What the task requires - Write out the material from the line containing "Should you be willing to segment every instance of the white" through the line containing "405], [94, 396]]]", both included. Substitute "cream" wherever "white" appears, and change nothing else.

-- -- --

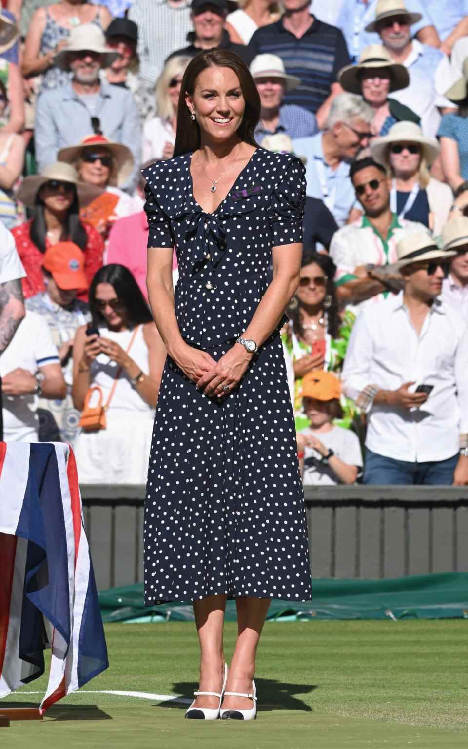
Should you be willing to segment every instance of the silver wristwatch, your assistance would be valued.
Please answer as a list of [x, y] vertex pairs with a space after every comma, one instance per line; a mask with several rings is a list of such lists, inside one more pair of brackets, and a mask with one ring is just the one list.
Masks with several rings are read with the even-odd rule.
[[255, 341], [249, 341], [246, 338], [238, 338], [236, 342], [243, 346], [246, 351], [249, 351], [249, 354], [255, 354], [258, 348]]

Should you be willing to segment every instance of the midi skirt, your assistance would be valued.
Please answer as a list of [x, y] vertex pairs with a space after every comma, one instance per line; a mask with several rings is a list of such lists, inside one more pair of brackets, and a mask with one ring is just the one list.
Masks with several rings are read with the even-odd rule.
[[[208, 349], [218, 360], [236, 345]], [[145, 507], [145, 602], [210, 595], [309, 601], [294, 419], [279, 335], [222, 399], [168, 357]]]

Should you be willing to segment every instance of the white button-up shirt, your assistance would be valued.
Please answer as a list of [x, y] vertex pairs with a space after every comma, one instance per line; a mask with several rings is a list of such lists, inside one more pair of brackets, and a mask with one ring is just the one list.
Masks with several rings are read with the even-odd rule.
[[344, 392], [356, 400], [367, 386], [397, 390], [405, 382], [434, 385], [419, 409], [370, 403], [365, 445], [399, 461], [424, 463], [456, 455], [468, 432], [468, 328], [437, 300], [421, 334], [413, 326], [403, 292], [368, 307], [358, 318], [341, 375]]

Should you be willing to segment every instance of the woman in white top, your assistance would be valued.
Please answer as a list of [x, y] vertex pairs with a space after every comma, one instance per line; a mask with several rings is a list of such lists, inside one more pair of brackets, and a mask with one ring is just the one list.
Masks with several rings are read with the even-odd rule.
[[238, 0], [237, 4], [237, 10], [226, 16], [226, 31], [236, 44], [248, 44], [258, 28], [281, 18], [279, 4], [272, 0]]
[[143, 163], [172, 158], [180, 84], [191, 59], [181, 55], [171, 58], [157, 79], [154, 89], [157, 115], [148, 120], [143, 128]]
[[[75, 336], [73, 403], [82, 410], [88, 389], [97, 386], [109, 408], [105, 429], [82, 429], [78, 435], [79, 479], [88, 484], [144, 484], [165, 348], [124, 266], [106, 265], [97, 271], [89, 307], [92, 327], [79, 328]], [[94, 395], [97, 399], [99, 393]], [[90, 404], [95, 405], [94, 396]]]

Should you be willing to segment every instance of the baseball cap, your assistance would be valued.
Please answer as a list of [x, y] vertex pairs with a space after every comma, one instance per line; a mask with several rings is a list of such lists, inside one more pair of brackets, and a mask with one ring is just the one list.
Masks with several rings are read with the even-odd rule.
[[332, 401], [338, 398], [341, 388], [338, 377], [323, 369], [308, 372], [303, 377], [303, 398], [315, 398], [317, 401]]
[[85, 255], [74, 242], [58, 242], [46, 250], [43, 267], [52, 273], [59, 288], [88, 288]]

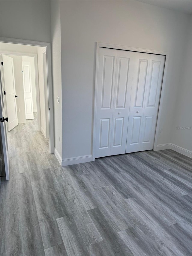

-- -- --

Correct answer -
Should you be willing to segment every instance of the cream button-up shirt, your assistance would be valued.
Please answer as a list of [x, y] vertex pairs with a space after every comma, one instance per line; a mask with several rings is a list of such lists, inside one more pair of brackets, and a mask with one ring is just the one list.
Masks with several rings are read with the even-odd rule.
[[344, 392], [356, 400], [367, 386], [397, 390], [405, 382], [434, 385], [419, 409], [370, 403], [365, 445], [399, 461], [424, 463], [456, 455], [468, 432], [468, 328], [437, 300], [421, 334], [413, 326], [403, 292], [368, 307], [358, 318], [341, 375]]

Should you be willing to segment every instance of the woman in cream top, your assistance would be valued.
Please answer as a list of [x, y] vertex pairs with a space after every comma, one instance per line; a mask with several rings is a list of such lists, inside one more pair of brackets, and a mask with one ring is just the one list.
Masks with several rings are read with the even-odd rule.
[[238, 0], [237, 4], [237, 10], [226, 16], [226, 31], [236, 44], [248, 44], [258, 28], [281, 18], [279, 4], [272, 0]]
[[143, 163], [172, 158], [180, 84], [191, 59], [181, 55], [171, 58], [157, 79], [154, 89], [157, 115], [148, 120], [143, 128]]
[[[75, 336], [73, 403], [82, 410], [88, 389], [97, 386], [109, 408], [105, 429], [82, 429], [78, 435], [79, 479], [88, 484], [144, 484], [165, 348], [124, 266], [106, 265], [97, 271], [89, 307], [92, 327], [79, 328]], [[94, 395], [97, 399], [99, 393]], [[90, 404], [95, 405], [94, 396]]]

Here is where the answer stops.